• [Task directions]:
In the Joomla documentation post, rework everything from "Nevertheless, when you" down to "of the problem.", putting "help desks" in place of "support forums".

• [Extract to read]:
One of the common frustrations with open source projects is a lack of dicumentation. Coders love to write code (me included). For a coder, it is often a big task just to add sufficient comments to their computer code. Producing good documentation on how to use the program is yet another level of task. And one of the cool apsects of open source programs is that they can change and improve quickly - which is not so cool for those writing documentation.

While building this website, I encountered a documentation problem in Joomla!, the open source content management system that I'm using. Here, however, it seems that information needs to flow in the opposite direction: from the documentation folks back to the coders. A configuration variable called $live_site is known to the documetation folks to be important, but the coders seem to consider it optional and make it hidden to most users.

Documentation

I am the only user for most of my computer code. Still, I find I have to document it pretty carefully for it to be useful. The point is that I do many different projects, and I will often come back to modify some code years after it was originally written. There is no way I'm going to remember what I was thinking when I wrote some piece of code last month, let alone last year. My programming rule is that a good documentation must be written first and foremost for myself, and particularly a version of myself who has suffered significant amnesia.

I mention this to note that I truly feel for the writers of documentation. It is a difficult job to make things clear, and even more complex when you need to keep up with a fast changing open source project.

Nevertheless, when you hit a snag from the user perspective, it gets really frustrating and you just want to vent. The documentation folks are the easiest target. "Why couldn' t you just have included this crucial piece of information in the first place?" is probably a cry common to support forums. In my case, that would be shooting the messenger instead of the real source of the problem.

Joomla!

I'm using Joomla! (the exclamation point is part of the name, but rather annoying) as a content management system (CMS). It is pretty easy to use, with a graphical administration interface and lots of nice features. It is the first CMS that I've used, so I can't compare it in detail to others. What helped me try it is that there is a rather large community built around it, both open and commercial.

Joomla is built upon PHP and MySQL. One result of this is that the URLs for most pages look something like

http://example.com/index.php?option=com_content&view=section&id=4&Itemid=37

All the stuff after the "index.php?" are the parameters needed to make a database query to retrieve the content. Besides looking a bit strange to most folks, I'm told that search engines don't index such pages all that well.

The basic solution is that Joomla has an option to re-write these ungainly URLs to be user-friendly and, more importantly, search engine friendly (the SEF URLs in the title of this post). This is just window dressing, of course. Behind the scenes, PHP and MySQL still need the same parameters for making queries. Joomla just provides a translation layer. The ugly URL above becomes easier for humans (and search engines) to read:

http://example.com/index.php/more-about-joomla

Isn't that prettier?

In Joomla's graphical admin interface, there is a simple checkbox for using SEF URLs. However, for my site, enabling that option made most of my site's pages unaccessable. The dreaded "404" errors popped up for everything but the few highest level pages. Since these were mostly navigational pages, the real content could not be accessed with SEF URLs.

• [Provided information]:
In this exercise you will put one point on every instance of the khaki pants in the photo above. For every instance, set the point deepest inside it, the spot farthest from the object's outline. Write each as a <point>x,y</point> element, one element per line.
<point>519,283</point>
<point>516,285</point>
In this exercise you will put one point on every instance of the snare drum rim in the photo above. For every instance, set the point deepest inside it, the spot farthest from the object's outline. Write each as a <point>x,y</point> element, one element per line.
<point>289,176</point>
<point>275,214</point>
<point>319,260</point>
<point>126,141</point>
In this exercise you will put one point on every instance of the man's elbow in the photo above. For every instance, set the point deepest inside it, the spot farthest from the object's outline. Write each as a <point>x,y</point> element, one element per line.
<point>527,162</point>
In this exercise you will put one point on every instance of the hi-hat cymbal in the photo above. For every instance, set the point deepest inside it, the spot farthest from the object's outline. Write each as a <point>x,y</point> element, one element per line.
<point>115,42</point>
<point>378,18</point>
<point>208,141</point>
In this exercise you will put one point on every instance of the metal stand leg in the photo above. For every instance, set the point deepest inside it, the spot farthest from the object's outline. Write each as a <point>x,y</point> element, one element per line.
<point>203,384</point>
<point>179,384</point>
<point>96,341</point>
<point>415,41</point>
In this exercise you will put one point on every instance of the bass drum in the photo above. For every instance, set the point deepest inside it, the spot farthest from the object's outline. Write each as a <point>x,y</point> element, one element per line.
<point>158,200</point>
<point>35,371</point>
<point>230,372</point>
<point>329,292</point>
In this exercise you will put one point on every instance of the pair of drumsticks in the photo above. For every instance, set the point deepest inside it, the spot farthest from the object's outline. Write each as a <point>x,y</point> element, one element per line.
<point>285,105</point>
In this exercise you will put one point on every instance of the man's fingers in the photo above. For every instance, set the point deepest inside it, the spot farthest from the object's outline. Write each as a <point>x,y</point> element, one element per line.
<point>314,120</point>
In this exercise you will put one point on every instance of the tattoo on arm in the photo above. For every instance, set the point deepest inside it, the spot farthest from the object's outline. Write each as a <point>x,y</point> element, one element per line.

• [Complete answer]:
Nevertheless, when you hit a snag from the user perspective, it gets really frustrating and you just want to vent. The documentation folks are the easiest target. "Why couldn' t you just have included this crucial piece of information in the first place?" is probably a cry common to help desks. In my case, that would be shooting the messenger instead of the real source of the problem.